→ **WORK INSTRUCTIONS**:
A. Translate this sentence from the article on HSBC's Swiss branch into Spanish: "HSBC has a legal obligation to place extra scrutiny on high-risk customers—a requirement imposed in 1998."
B. Write out everything in the article on HSBC's Swiss branch from "By Alex Plough" down to "of their money.".
C. Write the next part of the article on HSBC's Swiss branch, picking up after its final sentence.

By Alex Plough February 13, 2015
Dirty Money
Corrupt Kenyan and Maltese officials, alleged cocaine smugglers and drug runners, blood diamond traders and money launderers: these are among the many individuals facing charges of serious wrongdoing who have apparently been relying on the Swiss branch of UK bank HSBC to conceal large bundles of their money.
The International Consortium of Investigative Journalists (ICIJ), along with media partners from 45 countries, published a damning five-part report this week on the financial misdeeds of the Swiss branch of HSBC using files leaked by a former employee of the bank. HSBC has a legal obligation to place extra scrutiny on high-risk customers—a requirement imposed in 1998.
The ICJI investigation also revealed HSBC’s role in helping regular wealthy people dodge taxes. In some cases, the Swiss branch of the bank actively helped its clients set up accounts built to hide assets from tax authorities across the world. It also marketed products that aggressively exploited a loophole in new European regulations to combat tax dodging.

→ **ENTRIES SUPPLIED**:

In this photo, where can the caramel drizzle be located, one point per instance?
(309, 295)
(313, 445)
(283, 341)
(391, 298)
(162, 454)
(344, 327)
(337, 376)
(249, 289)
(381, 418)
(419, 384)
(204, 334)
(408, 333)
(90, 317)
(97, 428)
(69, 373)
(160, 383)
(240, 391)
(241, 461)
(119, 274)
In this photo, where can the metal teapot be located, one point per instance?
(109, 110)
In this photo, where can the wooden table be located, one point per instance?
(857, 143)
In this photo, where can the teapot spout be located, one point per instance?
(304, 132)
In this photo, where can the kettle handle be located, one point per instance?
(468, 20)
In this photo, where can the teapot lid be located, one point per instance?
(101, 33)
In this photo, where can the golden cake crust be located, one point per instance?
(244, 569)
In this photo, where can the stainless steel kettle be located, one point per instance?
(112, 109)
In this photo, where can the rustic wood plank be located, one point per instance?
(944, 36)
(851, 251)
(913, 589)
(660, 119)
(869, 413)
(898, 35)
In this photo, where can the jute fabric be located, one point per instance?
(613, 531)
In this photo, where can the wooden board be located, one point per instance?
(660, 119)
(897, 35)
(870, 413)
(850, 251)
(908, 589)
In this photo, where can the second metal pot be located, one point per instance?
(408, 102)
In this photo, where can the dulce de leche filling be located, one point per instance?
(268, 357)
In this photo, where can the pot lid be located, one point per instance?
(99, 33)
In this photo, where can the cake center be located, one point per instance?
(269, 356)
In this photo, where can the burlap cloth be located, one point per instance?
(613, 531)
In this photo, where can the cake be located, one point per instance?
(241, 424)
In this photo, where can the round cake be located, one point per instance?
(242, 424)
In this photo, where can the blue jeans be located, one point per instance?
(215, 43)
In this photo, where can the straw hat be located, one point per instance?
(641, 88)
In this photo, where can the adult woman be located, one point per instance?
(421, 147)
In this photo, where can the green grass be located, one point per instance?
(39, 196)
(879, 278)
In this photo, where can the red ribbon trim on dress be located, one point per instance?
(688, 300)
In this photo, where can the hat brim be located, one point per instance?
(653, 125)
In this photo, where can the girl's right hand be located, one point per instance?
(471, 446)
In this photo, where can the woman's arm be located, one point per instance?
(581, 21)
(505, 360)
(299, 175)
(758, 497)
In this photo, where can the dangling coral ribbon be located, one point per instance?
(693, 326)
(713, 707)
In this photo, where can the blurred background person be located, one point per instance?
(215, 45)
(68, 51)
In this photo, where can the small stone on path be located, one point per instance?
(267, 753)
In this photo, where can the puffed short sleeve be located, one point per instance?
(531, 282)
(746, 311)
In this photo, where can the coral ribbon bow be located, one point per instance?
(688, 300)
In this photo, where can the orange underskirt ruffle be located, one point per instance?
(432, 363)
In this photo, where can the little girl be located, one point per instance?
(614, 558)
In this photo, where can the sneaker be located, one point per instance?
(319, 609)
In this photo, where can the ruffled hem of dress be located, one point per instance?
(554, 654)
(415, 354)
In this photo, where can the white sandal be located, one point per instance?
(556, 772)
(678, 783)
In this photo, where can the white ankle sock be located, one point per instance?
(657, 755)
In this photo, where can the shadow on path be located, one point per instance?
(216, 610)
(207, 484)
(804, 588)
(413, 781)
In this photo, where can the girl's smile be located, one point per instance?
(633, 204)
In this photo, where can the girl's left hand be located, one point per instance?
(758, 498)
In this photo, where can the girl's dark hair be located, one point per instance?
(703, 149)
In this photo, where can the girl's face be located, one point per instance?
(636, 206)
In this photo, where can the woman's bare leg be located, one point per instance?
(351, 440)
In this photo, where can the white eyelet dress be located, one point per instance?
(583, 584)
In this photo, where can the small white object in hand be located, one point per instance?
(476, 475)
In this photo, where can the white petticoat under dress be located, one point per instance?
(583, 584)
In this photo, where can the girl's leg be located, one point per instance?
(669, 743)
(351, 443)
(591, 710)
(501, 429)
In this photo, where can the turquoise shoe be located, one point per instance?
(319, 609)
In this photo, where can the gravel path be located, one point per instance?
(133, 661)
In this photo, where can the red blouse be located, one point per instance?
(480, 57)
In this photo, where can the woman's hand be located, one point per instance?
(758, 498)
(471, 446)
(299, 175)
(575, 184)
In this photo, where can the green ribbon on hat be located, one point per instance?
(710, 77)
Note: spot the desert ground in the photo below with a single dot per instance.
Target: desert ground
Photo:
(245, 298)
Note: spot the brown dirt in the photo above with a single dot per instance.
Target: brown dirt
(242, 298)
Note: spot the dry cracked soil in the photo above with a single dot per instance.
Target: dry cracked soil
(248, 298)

→ **OUTPUTS BY TASK**:
A. HSBC tiene la obligación legal de someter a un escrutinio adicional a los clientes de alto riesgo, un requisito impuesto en 1998.

B.
By Alex Plough February 13, 2015
Dirty Money
Corrupt Kenyan and Maltese officials, alleged cocaine smugglers and drug runners, blood diamond traders and money launderers: these are among the many individuals facing charges of serious wrongdoing who have apparently been relying on the Swiss branch of UK bank HSBC to conceal large bundles of their money.

C.
The report further named some Western politicians who are either linked directly to HSBC Swiss accounts or who have accepted money from account holders—the implication being that they are bankrolled by dirty money. Hillary Clinton and her family received as much as $81 million from wealthy international donors who were clients of the HSBC Swiss branch, for example.
In Britain, both the ruling Conservative party and the opposition Labour party received cash and loans from wealthy individuals who held accounts at the Swiss bank. With a UK general election just months away, these revelations have already lead to fierce debate in the British parliament.
For an accessible entry into the complex issue of tax dodging, watch BBC investigative news program Panorama or explore the UK Guardian’s data-rich interactive to get the whole story.
Apple Courts Solar
Hugely profitable consumer electronics maker Apple announced an $850 million agreement to buy solar power from First Solar, the biggest U.S. developer of solar farms, in what Apple CEO Tim Cook called the company’s “biggest, boldest and most ambitious project ever.” The Apple deal is the biggest solar deal ever done.
Last year, Cook faced down an anti-climate-change agitator at the company’s annual shareholder meeting, telling the audience of investors they should “get out of the stock” if they were only after profits.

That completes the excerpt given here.